» PASSAGE
******
The idea is that trapped carbon dioxide builds internal pressure that eventually becomes fatal. For this to work, though, a mouse needs to consume enough baking soda in one sitting. The median lethal dose of sodium bicarbonate in rats is 4,220 mg per kilogram of body weight. A typical house mouse weighs around 20 grams, so the lethal threshold would be roughly 84 mg of pure baking soda. That sounds small, but when it’s diluted into a bait mixture and competing with other food sources, getting a mouse to eat enough is the core challenge.

Three Common Bait Recipes

Mice won’t eat plain baking soda. It tastes salty and alkaline, so you need to mask it with something they find irresistible. The general rule is that baking soda should make up one-third to one-half of the total mixture. Here are three commonly used recipes.

Peanut Butter Bait

Mix equal parts peanut butter and baking soda in a small container until fully blended. Peanut butter’s strong smell and high fat content make it one of the most reliable mouse attractants. Roll the mixture into small balls (about the size of a marble) and place them along mouse pathways. The sticky texture also makes it harder for mice to nibble selectively around the baking soda.

Chocolate Cake Mix Bait

Combine equal parts chocolate cake mix and baking soda. The sweetness and chocolate scent draw mice in effectively. You can leave this as a loose powder in a shallow dish or bottle cap, which works well in tight spaces like behind appliances.

Flour, Sugar, and Baking Soda Bait

Mix equal parts flour, sugar, and baking soda. This creates a dry bait where baking soda makes up one-third of the total. Adding a few drops of cocoa powder or vanilla extract can boost its appeal. Place a small water source nearby, since the dry mixture may increase thirst, and the water helps activate the baking soda’s reaction with stomach acid.

Where to Place the Bait

Placement matters more than the recipe. Mice stick close to their nesting areas and rarely travel far from shelter, so you need bait within their existing routes rather than out in the open.

Look for signs of mouse activity: droppings, greasy rub marks along baseboards, or gnaw marks on food packaging. The most productive spots are along walls (mice hug edges rather than crossing open floor), behind refrigerators and stoves, inside kitchen cabinets, under sinks, and near any gaps where pipes or wires enter the wall. Doorways are one of the most common entry points into a building, so placing bait on both sides of a door can intercept mice moving in and out.

Check elevated locations too. Mice climb readily, and you may find droppings on shelves, on top of cabinets, or in attic spaces. If you spot signs of activity up high, place bait there as well. Use small disposable containers like bottle caps or jar lids so you can swap out bait that gets stale. Fresh bait every two to three days keeps it attractive.
******
» MATERIAL PROVIDED
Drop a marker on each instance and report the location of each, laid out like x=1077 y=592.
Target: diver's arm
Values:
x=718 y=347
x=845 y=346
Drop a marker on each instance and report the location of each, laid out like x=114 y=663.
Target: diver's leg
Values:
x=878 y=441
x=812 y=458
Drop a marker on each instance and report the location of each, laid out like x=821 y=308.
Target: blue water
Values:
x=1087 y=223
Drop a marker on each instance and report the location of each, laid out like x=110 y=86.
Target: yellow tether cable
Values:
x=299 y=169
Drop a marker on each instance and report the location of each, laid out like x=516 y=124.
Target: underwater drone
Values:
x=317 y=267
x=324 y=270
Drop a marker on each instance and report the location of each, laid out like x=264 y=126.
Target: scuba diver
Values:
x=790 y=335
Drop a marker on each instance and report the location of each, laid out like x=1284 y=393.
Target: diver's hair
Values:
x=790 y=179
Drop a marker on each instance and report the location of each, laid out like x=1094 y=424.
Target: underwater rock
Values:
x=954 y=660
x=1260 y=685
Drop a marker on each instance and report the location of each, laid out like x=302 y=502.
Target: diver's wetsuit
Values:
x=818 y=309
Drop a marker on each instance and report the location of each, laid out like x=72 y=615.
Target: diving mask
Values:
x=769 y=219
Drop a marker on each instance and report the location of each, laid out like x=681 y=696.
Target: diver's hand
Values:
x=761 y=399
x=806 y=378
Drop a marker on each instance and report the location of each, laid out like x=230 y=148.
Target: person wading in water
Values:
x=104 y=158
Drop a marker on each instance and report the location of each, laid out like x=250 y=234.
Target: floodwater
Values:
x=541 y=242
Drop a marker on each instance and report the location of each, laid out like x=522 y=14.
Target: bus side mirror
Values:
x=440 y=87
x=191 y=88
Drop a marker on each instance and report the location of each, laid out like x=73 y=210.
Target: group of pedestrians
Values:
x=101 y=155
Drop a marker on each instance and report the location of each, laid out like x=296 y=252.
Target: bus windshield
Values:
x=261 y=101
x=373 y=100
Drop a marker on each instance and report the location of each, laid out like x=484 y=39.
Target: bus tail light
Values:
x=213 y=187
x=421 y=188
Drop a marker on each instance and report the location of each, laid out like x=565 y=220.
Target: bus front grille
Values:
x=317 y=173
******
» REQUIRED ACTIONS
A: In the mouse bait passage, how often should the bait be replaced to keep it attractive?
B: Continue the mouse bait passage from its final sentence.

» ANSWERS TO THE EXERCISES
A: Every two to three days.

B:
Expected Timeline

If the baking soda method works at all, death typically occurs somewhere between 12 and 72 hours after ingestion. The wide range depends on how much the mouse ate, its size, and whether it continues eating the bait over multiple visits. Some anecdotal reports describe results within a few hours, but most people who claim success with this method report finding dead mice one to three days after setting out bait.

You likely won’t see immediate results. Unlike snap traps, which produce an obvious outcome, baking soda bait means mice may die inside walls or in hidden nesting spots. Be prepared for the possibility of odor from a carcass you can’t easily reach.

Why This Method Often Fails

Professional pest controllers don’t use baking soda, and it isn’t registered as a rodenticide with the EPA. The scientific evidence doesn’t support it as an effective mouse killer, for several practical reasons.

The biggest problem is consumption volume. Mice are naturally cautious about unfamiliar food. They tend to sample small amounts first and wait before eating more. This neophobic behavior means they often don’t consume enough baking soda in a single feeding to reach a lethal dose. Even with an appealing bait, mice may nibble and move on.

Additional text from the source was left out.